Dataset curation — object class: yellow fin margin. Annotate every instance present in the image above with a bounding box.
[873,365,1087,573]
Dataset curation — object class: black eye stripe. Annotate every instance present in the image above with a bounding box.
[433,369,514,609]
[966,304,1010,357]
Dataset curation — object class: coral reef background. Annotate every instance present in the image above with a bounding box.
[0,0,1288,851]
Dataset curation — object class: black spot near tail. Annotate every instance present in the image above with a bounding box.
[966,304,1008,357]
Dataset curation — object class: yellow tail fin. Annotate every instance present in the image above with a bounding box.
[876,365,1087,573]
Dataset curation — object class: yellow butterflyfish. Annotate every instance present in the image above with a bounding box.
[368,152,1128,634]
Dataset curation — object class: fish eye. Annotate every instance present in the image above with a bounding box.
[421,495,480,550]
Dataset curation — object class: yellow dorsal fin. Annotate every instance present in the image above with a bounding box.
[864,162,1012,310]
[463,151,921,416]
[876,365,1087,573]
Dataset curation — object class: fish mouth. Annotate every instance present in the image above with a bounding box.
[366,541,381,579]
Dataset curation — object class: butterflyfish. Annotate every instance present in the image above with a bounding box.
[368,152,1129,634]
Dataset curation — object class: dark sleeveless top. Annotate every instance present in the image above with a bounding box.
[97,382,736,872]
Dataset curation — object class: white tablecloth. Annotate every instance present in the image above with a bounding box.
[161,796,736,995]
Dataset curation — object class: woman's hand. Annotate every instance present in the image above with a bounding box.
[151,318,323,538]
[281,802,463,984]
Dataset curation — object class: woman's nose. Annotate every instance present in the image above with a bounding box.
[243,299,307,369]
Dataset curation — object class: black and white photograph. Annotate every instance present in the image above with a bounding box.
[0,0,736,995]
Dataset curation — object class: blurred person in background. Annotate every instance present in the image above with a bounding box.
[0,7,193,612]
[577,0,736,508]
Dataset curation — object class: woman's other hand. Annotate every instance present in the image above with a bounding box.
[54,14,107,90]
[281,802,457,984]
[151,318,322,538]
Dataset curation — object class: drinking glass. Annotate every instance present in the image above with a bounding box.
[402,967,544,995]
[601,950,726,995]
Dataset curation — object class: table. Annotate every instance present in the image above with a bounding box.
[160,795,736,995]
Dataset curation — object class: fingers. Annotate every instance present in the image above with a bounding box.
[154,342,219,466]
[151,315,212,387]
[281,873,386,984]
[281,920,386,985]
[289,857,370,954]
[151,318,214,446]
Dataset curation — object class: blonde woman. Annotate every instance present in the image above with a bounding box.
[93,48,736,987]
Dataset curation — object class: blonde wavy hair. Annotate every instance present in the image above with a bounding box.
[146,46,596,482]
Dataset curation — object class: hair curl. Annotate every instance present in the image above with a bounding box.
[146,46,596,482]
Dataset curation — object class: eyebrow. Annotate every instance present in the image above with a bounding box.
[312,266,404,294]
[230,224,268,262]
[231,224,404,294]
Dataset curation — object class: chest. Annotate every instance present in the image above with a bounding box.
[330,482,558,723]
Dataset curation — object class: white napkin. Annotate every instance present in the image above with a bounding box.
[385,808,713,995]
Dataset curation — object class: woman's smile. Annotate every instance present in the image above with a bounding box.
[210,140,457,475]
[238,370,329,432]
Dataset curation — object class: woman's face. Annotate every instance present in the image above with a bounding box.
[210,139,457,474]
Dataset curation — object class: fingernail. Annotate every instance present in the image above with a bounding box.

> Task details
Copy out all of the material above, every line, word for word and with nothing changed.

> Exercise solution
Dataset curation — object class: yellow fin margin. Annotate every instance present in the image above with a bounding box.
[873,365,1087,573]
Dataset curation — object class: black eye stripe. Annotate every instance present in the image above with a bounding box.
[433,369,514,609]
[966,304,1010,357]
Dataset curation — object class: coral reef background. Annotate every instance present in the image above with a bounding box.
[0,0,1288,851]
Dataset curation — object class: black spot near tail. Annotate every instance present in the image above with a bounding box.
[966,304,1008,357]
Dataset curation — object class: yellow tail fin. Annotate every instance present in the image above with a bounding box.
[876,365,1087,573]
Dataset curation — object class: yellow butterflyfish. Annotate every instance present in the image above with a bounding box.
[368,152,1128,634]
Dataset curation — object class: fish eye. Annotate every instance present in the image above with a bounding box.
[421,495,480,550]
Dataset curation — object class: yellow dorsal fin. Annotate every instance present in the image above with a bounding box.
[864,162,1012,310]
[463,151,921,416]
[876,365,1087,573]
Dataset curation — object class: fish mouth. Annotate every instance present in the image above with a bounding box.
[366,541,381,579]
Dataset curation — object class: butterflyfish. Annotate every instance present in the image above with a bounding box.
[368,152,1129,634]
Dataset curation — object class: dark sleeveless top. Annotate every instance present in the image above with a bounding box.
[97,382,736,872]
Dataset curation — object class: white tablecloth. Annotate every instance present in the image above with a bounding box.
[161,796,736,995]
Dataset curation — object class: woman's hand. Annotate every instance present in the image above with a bounding box.
[151,318,323,538]
[281,802,463,984]
Dataset curation — object class: woman's nose. Annotate every instance present in the image above with a bounding box.
[243,299,307,369]
Dataset curation — object class: black and white photograph. Annotate every instance present in the image above with a bounding box.
[0,0,736,995]
Dataset curation — object class: blurred person in background. Annotate every instance present in the image above with a bounding box.
[0,7,193,612]
[577,0,736,508]
Dataset curation — object class: woman's other hand. Annotate every instance present in the image above with a bounding box.
[54,14,107,90]
[281,802,457,984]
[151,318,322,538]
Dataset curation — object class: drinking glass. Annotate every instance present in the image above with a bounding box.
[402,967,544,995]
[601,950,726,995]
Dataset curation — object class: table. Annotate every instance present in the image above with a bounding box.
[160,795,736,995]
Dataset curation — object class: fingers. Annotate every instance present in the image above with a bounding box.
[154,342,219,466]
[151,315,212,387]
[281,873,386,984]
[281,920,386,985]
[289,857,370,954]
[151,318,214,446]
Dataset curation — object class: blonde woman. Annotate every instance present in the image above with a bounding box.
[93,48,736,987]
Dataset curation — object class: blonde wavy hair. Annotate every instance present in the image above with a bounding box.
[146,46,596,482]
Dataset curation — object class: hair curl. Annotate every instance present in the image above with a bounding box.
[146,46,596,482]
Dataset curation — object class: eyebrow. Annotate every instance present in the image above with a bounding box.
[312,266,404,294]
[230,224,268,262]
[231,224,404,294]
Dataset curation — object class: chest. Annotate every instance present in the image above with a bounding box.
[330,482,558,723]
Dataset curation — object class: white napkin. Annotate every instance present in the image above with a bounding box.
[385,808,713,995]
Dataset curation — object class: woman's smile. Annotate every instance present in the image above with a bounding box.
[210,140,457,475]
[238,370,329,432]
Dataset curation — object class: woman's face. Annotate every instance present in the image above with a bounding box.
[210,139,457,474]
Dataset curation — object class: fingernail. Annotate every instance present in the image above with a bounding box.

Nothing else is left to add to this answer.